Text excerpt:
CLIP-Guided-BicycleGAN

Multimodal Image translation with a BicycleGAN implemented from scratch. Added additional ability to guide generated outputs using CLIP.

BicycleGAN schematic from Toward Multimodal Image-to-Image Translation (Zhue et al.)

Diverse Outputs after applying our BicycleGAN on Edges2Shoes

CLIP Guided BicycleGAN Outputs

BicycleGAN allows us to generate diverse outputs given an image in the input domain. However, how do we get output images according to our own specifications? For example, if we want the model to output a white shoe, can we explicitly specify this via text? We show that this is indeed possible, using CLIP to search BicycleGAN's latent space. We were able to achieve this for a wide variety of prompts, post-hoc, without having to modify the weights of the model.

Required tasks:
• a. Using the BicycleGAN project description, explain in one to three sentences why CLIP was added to the BicycleGAN.
• b. Reproduce the passage of the BicycleGAN project description from "CLIP-Guided-BicycleGAN" up to and including "outputs using CLIP.".
• c. In the BicycleGAN project description, on which dataset was the BicycleGAN applied to produce diverse outputs?
The listing is not needed to complete this work.

Records from a point-labeling set:
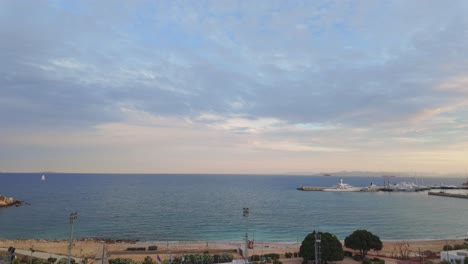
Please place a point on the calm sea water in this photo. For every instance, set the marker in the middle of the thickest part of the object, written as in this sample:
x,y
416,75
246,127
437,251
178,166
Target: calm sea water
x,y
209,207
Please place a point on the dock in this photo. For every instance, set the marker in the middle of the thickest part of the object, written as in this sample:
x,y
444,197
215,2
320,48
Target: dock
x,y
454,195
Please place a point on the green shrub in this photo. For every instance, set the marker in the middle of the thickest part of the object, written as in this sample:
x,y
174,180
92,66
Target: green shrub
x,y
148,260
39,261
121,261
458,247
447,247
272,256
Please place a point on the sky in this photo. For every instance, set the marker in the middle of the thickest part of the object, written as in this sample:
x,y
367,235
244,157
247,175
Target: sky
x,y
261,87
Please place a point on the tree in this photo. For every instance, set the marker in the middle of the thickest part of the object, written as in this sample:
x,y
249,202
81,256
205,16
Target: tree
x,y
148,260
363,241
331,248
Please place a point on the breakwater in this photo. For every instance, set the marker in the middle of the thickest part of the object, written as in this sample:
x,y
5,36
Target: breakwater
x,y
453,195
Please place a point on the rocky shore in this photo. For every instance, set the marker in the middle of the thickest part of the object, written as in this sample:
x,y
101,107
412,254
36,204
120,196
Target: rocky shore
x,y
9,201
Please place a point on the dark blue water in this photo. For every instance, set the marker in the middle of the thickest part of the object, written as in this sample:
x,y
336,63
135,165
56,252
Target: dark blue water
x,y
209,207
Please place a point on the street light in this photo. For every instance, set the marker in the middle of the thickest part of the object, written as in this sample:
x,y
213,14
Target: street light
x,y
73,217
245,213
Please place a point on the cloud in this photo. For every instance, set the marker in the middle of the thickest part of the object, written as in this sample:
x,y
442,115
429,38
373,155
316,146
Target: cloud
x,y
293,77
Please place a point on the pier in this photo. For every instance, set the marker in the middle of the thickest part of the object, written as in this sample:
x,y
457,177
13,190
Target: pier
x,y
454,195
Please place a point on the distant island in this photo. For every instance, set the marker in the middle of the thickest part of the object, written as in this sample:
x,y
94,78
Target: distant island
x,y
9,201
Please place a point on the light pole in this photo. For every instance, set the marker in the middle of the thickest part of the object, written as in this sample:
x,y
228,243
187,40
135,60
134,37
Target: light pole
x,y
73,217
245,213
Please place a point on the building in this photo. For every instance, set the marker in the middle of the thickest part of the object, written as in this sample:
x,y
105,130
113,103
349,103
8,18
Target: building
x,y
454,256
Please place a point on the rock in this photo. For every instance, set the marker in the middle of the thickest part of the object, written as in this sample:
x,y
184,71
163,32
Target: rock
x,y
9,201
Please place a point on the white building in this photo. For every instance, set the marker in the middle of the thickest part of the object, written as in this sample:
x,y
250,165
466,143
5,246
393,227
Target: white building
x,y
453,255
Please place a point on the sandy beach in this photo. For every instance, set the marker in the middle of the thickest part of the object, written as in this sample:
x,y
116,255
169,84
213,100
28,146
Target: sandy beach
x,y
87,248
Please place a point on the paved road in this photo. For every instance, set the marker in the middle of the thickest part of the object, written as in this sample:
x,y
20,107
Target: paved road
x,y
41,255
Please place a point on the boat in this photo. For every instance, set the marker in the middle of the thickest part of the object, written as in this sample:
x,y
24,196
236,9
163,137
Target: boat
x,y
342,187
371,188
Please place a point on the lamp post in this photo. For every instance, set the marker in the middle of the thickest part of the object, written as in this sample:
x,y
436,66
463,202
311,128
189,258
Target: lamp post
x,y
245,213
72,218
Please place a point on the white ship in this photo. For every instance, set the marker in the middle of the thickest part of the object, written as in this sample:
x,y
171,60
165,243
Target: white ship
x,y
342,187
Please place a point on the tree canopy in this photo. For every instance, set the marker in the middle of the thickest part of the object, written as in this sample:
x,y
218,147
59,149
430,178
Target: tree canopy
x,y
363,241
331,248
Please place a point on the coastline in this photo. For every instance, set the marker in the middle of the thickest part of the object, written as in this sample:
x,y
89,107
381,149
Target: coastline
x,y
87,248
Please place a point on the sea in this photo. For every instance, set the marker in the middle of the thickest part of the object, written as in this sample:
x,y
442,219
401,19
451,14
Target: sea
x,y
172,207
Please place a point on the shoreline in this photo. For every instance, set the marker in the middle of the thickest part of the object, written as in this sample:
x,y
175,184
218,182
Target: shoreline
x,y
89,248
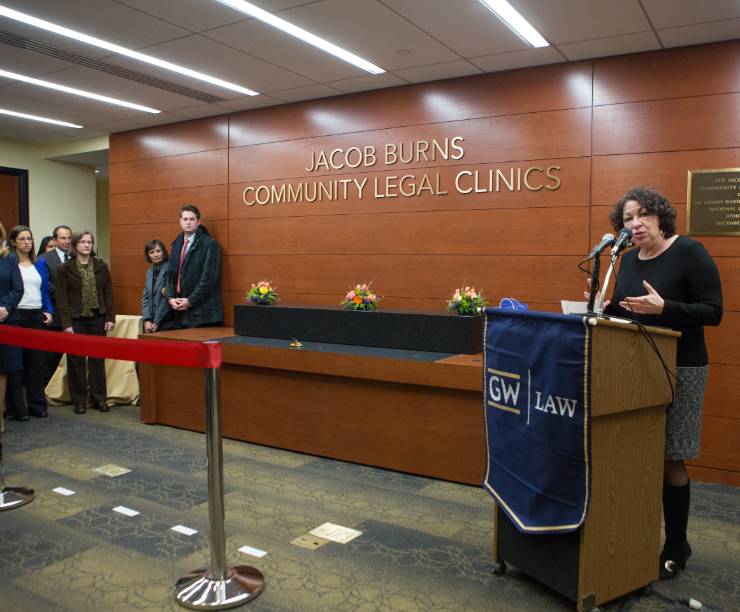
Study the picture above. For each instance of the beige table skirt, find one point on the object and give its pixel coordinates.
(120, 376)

Exercise responses:
• a. The BicycleGAN can generate diverse outputs from an input image, but it offers no way to obtain outputs that match one's own specifications. CLIP was added to search the BicycleGAN's latent space, so that a desired output, such as a white shoe, can be specified explicitly through text.

• b.
CLIP-Guided-BicycleGAN

Multimodal Image translation with a BicycleGAN implemented from scratch. Added additional ability to guide generated outputs using CLIP.

• c. Edges2Shoes.